* Text shown

Perhaps more than any other military rifle, John Garand’s iconic M1 holds a special place in the hearts of military riflemen and civilian enthusiasts alike. From the jungles of the South Pacific to the infamous “Frozen Chosin,” Marines carried this revolutionary arm for nearly two decades, using it to deadly effect in some of the Corps’ most famous battles.

The year was 1932, and then-Major (later Major General) Julian S. Hatcher at the U.S. Army Ordnance Office had a problem. The Army had already decided that it wanted to replace the venerable bolt-action M1903 Springfield with a self-loading rifle to provide its riflemen with rapid-fire capability. Although there were no shortage of talented designers looking to sign a contract, Hatcher had no way to tell who was serious about building a suitable rifle and who was just a hobbyist looking for an easy cash grant. Furthermore, the workable designs that already existed had significant problems—after all, self-loading infantry rifles had been produced in small numbers since before the First World War, but no design had been good enough for a major military to adopt it as standard. A round of trials in 1924 had failed to find a rifle that was entirely suitable, but those trials set the stage for what was soon to come.

* Work to complete
1 - Rewrite the part of the M1 rifle text that opens with the words "Perhaps more than" and closes with "most famous battles.", changing "Marines" to "troops".
2 - Answer these questions from the M1 rifle text:
(a) For about how long did Marines carry the M1?
(b) In what year did Julian S. Hatcher at the U.S. Army Ordnance Office have a problem?
(c) Which rifle did the Army want to replace with a self-loading rifle?
The rows after this point are separate material from the M1 rifle text.

* Part of a data file
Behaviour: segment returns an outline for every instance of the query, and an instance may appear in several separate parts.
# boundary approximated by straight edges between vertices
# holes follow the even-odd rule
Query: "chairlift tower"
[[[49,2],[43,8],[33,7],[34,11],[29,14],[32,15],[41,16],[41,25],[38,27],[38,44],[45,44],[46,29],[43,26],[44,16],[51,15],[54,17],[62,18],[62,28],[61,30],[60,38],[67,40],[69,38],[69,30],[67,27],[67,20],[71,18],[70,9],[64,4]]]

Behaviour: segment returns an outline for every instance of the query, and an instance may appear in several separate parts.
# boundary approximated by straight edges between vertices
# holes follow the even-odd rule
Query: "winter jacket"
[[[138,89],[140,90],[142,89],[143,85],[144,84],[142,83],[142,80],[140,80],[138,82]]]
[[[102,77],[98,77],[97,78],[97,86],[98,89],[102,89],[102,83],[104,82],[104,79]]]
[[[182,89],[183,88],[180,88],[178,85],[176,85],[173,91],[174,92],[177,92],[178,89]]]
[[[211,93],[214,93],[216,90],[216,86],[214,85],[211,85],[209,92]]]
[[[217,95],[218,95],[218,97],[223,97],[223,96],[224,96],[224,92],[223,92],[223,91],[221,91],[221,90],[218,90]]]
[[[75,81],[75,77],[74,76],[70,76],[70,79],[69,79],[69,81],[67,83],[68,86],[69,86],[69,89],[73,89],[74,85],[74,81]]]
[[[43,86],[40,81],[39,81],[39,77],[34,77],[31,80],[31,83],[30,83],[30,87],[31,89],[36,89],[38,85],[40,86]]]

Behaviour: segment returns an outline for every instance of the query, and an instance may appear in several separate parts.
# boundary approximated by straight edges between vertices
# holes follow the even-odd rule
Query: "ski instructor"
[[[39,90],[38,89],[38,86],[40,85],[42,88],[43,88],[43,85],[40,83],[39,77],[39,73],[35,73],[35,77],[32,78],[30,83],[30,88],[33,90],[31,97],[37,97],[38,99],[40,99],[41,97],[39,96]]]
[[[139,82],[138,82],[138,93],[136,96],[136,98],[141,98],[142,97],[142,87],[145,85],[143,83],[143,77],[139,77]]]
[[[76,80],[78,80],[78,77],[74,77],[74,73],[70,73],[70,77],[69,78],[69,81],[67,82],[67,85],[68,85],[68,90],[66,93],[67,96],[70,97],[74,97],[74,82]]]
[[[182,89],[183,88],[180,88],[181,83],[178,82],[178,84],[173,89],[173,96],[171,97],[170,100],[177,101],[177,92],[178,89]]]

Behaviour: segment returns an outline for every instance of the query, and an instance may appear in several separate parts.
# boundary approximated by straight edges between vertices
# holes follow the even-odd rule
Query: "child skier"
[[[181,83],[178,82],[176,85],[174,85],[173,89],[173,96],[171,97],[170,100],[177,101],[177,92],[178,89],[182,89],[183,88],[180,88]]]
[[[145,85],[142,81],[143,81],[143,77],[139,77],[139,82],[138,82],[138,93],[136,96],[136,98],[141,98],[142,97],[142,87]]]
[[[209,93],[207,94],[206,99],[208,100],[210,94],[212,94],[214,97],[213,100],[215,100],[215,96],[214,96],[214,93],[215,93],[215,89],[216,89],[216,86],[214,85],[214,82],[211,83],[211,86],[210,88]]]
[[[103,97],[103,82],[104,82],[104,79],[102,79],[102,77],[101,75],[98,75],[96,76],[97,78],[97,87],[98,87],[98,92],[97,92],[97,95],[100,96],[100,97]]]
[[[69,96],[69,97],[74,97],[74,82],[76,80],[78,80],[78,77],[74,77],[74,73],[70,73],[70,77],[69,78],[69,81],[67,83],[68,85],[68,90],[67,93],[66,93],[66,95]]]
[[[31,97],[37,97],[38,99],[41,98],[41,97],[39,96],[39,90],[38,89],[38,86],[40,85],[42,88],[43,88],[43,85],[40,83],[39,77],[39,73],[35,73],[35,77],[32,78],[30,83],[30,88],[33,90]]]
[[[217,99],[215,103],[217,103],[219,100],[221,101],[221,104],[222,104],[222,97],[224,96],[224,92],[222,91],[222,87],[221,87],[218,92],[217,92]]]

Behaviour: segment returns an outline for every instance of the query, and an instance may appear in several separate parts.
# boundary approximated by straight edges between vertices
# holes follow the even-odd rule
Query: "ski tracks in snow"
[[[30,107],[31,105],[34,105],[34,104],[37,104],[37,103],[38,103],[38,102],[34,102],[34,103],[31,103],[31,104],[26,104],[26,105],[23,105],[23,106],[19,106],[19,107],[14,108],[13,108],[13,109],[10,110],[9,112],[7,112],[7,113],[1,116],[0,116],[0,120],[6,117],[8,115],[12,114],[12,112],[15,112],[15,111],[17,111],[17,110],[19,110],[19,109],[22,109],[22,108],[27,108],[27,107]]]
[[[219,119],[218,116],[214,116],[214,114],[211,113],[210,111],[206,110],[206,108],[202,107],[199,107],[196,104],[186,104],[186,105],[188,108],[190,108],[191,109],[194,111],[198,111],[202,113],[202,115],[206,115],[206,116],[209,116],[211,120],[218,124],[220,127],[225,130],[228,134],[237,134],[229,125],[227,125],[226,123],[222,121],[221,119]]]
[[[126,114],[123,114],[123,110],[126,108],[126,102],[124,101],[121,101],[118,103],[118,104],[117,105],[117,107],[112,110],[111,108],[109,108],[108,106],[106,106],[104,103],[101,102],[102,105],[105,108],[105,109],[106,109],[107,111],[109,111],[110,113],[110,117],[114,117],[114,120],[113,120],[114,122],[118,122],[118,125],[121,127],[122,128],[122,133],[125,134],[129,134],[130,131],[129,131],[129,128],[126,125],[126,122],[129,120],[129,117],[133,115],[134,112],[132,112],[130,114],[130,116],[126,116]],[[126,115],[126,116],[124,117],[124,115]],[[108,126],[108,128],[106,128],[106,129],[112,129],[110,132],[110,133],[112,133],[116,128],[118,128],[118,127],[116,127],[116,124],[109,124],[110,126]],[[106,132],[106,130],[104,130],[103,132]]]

* Task results
1 -
Perhaps more than any other military rifle, John Garand’s iconic M1 holds a special place in the hearts of military riflemen and civilian enthusiasts alike. From the jungles of the South Pacific to the infamous “Frozen Chosin,” troops carried this revolutionary arm for nearly two decades, using it to deadly effect in some of the Corps’ most famous battles.

2 -
(a) Nearly two decades.
(b) 1932.
(c) The bolt-action M1903 Springfield.